Request
Locate the line containing "horse in the photo above." in the data below. Reproduce it and every following line up to the end, exactly as given.

Dataset content

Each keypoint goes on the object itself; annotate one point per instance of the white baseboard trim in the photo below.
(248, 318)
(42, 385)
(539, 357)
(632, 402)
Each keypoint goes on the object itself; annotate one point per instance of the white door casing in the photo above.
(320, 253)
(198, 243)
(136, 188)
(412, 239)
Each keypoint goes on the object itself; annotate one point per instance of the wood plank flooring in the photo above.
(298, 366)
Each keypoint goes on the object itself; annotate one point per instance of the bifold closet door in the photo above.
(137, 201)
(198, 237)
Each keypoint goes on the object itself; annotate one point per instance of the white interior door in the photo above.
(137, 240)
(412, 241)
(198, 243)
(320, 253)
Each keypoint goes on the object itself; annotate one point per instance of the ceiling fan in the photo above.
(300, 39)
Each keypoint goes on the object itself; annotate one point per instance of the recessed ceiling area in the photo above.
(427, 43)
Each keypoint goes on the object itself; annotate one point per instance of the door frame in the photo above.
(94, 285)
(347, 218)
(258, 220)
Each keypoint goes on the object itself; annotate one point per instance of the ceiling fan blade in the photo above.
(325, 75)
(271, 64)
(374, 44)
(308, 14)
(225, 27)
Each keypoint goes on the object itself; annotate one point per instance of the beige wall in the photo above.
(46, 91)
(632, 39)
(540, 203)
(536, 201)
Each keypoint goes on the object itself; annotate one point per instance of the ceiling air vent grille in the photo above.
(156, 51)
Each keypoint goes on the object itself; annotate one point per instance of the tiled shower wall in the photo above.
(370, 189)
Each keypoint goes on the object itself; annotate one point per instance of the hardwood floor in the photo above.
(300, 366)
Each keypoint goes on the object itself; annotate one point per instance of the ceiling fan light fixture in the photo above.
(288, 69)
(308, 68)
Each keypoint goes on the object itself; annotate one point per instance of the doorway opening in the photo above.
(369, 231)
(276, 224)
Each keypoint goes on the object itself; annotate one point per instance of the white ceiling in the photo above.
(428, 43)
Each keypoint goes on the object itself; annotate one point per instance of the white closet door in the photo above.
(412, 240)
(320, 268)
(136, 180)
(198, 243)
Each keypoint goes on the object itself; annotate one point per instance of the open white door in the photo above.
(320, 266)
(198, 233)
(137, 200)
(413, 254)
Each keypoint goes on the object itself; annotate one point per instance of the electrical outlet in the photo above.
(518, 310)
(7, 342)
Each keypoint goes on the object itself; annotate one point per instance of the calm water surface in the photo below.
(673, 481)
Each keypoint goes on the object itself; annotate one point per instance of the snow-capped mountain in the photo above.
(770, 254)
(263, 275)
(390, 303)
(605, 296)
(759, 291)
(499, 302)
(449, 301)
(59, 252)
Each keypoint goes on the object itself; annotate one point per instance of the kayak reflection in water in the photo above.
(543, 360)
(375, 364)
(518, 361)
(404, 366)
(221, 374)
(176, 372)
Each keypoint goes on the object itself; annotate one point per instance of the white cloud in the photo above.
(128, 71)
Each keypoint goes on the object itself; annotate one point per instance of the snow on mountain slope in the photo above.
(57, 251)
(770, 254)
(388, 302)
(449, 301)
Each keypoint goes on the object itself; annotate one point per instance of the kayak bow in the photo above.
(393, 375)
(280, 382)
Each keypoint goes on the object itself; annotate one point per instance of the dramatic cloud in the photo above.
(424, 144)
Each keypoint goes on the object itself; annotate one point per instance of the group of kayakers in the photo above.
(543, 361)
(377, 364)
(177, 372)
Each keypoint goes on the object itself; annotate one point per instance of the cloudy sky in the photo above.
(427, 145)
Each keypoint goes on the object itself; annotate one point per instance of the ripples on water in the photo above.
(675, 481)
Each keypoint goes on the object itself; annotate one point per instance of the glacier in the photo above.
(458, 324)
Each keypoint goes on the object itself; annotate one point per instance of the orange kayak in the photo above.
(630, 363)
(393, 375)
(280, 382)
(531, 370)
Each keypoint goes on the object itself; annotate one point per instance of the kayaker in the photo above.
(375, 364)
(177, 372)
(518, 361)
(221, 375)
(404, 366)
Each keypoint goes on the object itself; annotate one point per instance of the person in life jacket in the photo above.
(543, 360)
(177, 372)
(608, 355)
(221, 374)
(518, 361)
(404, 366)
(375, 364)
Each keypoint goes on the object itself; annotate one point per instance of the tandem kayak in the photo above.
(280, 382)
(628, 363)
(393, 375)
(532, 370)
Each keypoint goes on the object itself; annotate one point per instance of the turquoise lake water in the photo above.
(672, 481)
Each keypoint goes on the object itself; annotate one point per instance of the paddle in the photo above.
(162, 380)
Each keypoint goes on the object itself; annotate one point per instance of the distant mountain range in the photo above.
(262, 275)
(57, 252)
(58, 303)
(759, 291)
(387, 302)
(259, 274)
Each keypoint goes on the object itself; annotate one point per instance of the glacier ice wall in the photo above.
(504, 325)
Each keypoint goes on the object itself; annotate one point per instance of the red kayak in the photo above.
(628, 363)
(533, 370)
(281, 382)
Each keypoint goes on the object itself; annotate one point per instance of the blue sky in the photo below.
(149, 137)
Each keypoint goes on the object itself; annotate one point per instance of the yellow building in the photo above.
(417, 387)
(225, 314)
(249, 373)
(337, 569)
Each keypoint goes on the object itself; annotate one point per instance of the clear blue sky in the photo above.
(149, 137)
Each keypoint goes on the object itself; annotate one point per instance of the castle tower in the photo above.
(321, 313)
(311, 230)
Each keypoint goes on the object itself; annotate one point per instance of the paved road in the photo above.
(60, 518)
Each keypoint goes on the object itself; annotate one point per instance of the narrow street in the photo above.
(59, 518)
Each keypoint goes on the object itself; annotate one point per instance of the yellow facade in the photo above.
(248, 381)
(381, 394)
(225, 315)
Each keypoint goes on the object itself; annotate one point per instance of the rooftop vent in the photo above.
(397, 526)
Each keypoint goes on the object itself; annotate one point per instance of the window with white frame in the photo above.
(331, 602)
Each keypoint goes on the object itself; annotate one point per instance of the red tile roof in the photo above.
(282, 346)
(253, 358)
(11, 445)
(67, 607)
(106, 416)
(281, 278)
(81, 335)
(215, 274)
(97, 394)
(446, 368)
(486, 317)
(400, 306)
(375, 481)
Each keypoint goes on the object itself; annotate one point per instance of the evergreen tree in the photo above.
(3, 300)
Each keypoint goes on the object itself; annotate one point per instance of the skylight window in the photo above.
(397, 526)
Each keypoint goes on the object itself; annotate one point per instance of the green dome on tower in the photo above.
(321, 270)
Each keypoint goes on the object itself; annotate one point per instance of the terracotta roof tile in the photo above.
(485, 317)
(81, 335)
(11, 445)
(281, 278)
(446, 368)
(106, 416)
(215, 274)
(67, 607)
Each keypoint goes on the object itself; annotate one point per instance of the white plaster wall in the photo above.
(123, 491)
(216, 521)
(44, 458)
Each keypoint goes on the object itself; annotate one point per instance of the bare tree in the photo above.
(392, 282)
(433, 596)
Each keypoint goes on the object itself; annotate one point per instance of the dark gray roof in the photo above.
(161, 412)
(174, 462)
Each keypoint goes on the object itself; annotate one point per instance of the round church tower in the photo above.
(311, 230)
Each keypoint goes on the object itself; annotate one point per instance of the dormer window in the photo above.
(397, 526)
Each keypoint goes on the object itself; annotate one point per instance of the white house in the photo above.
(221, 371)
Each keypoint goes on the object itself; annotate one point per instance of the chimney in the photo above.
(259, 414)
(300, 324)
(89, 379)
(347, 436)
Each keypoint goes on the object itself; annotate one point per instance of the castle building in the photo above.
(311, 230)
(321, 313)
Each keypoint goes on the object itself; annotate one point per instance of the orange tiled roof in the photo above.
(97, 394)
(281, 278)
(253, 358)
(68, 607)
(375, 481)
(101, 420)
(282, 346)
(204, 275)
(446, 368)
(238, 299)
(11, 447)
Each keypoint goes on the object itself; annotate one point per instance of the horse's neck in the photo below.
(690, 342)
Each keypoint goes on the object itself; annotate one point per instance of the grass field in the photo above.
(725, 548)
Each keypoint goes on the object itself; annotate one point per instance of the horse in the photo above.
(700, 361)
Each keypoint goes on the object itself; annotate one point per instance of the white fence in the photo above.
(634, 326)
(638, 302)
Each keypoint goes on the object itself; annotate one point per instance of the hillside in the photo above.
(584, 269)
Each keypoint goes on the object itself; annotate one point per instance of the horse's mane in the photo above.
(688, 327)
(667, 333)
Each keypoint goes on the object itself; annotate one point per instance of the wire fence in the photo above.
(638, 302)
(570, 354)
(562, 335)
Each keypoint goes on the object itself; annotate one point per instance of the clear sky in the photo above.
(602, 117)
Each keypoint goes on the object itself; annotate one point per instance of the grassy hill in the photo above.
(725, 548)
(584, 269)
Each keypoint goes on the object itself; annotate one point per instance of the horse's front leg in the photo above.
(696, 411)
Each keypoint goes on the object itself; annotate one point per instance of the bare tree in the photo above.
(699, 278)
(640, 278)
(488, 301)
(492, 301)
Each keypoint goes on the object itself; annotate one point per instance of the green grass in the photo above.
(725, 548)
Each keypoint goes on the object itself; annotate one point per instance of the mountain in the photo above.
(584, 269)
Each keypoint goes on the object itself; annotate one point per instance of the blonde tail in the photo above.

Expected answer
Each keypoint goes on the object itself; annotate one point per instance of the horse in the photo above.
(700, 361)
Each keypoint goes on the object itself; annotate one point per instance of the white fence in the photo above.
(634, 326)
(638, 302)
Each keypoint goes on the object itself; annotate one point per instance of the hillside in the photo above.
(584, 269)
Each keypoint goes on the object itself; annotate one point per instance of the horse's mane in the photo above.
(688, 327)
(667, 333)
Each keypoint goes on the object itself; annotate one point per instance of the wire fence in the photo above.
(638, 302)
(570, 354)
(562, 335)
Each keypoint goes on the object itself; annotate one point per instance of the clear sky in the photo above.
(602, 117)
Each keypoint goes on the object itself; annotate one point per instance of the grassy hill in the photo above.
(725, 548)
(584, 269)
Each keypoint goes on the object itself; annotate one point per instance of the horse's front leg in the photo above.
(696, 411)
Each keypoint goes on the object itself; annotate one point per instance of the bare tree in the photo above.
(699, 278)
(640, 278)
(488, 301)
(492, 301)
Each keypoint goes on the object itself; annotate one point per instance of the green grass in the photo above.
(725, 548)
Each keypoint goes on the object itself; annotate one point per instance of the mountain in the photo above.
(584, 269)
Each keypoint goes on the object itself; annotate one point per instance of the blonde tail in the photo above.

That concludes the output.